§ **REQUIRED WORK**: Output the data below verbatim, line by line, but omit the pictures.

____ EXTRACTED MATERIAL

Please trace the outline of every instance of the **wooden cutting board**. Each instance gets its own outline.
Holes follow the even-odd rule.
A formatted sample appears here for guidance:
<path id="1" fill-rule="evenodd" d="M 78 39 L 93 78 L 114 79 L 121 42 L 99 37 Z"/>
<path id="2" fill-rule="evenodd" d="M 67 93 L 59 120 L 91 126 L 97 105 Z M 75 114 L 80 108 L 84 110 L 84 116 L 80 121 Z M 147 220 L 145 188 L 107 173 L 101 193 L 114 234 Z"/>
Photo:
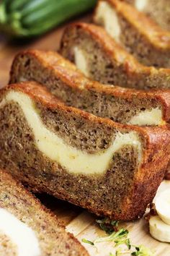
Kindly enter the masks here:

________

§ **WRITTEN RESPONSE**:
Please trace the outline of every instance of the **wooden cutting board**. Each instance gets its own outline.
Holes follow the even-odd rule.
A formatted sample appears here for guidance:
<path id="1" fill-rule="evenodd" d="M 78 39 L 93 78 L 114 79 L 121 42 L 99 37 Z"/>
<path id="2" fill-rule="evenodd" d="M 67 93 L 59 120 L 91 126 L 97 105 Z M 75 114 L 80 108 L 84 110 L 84 116 L 80 121 Z M 147 220 L 145 188 L 107 173 L 101 193 L 114 234 Z"/>
Photo:
Kindly enter the masks here:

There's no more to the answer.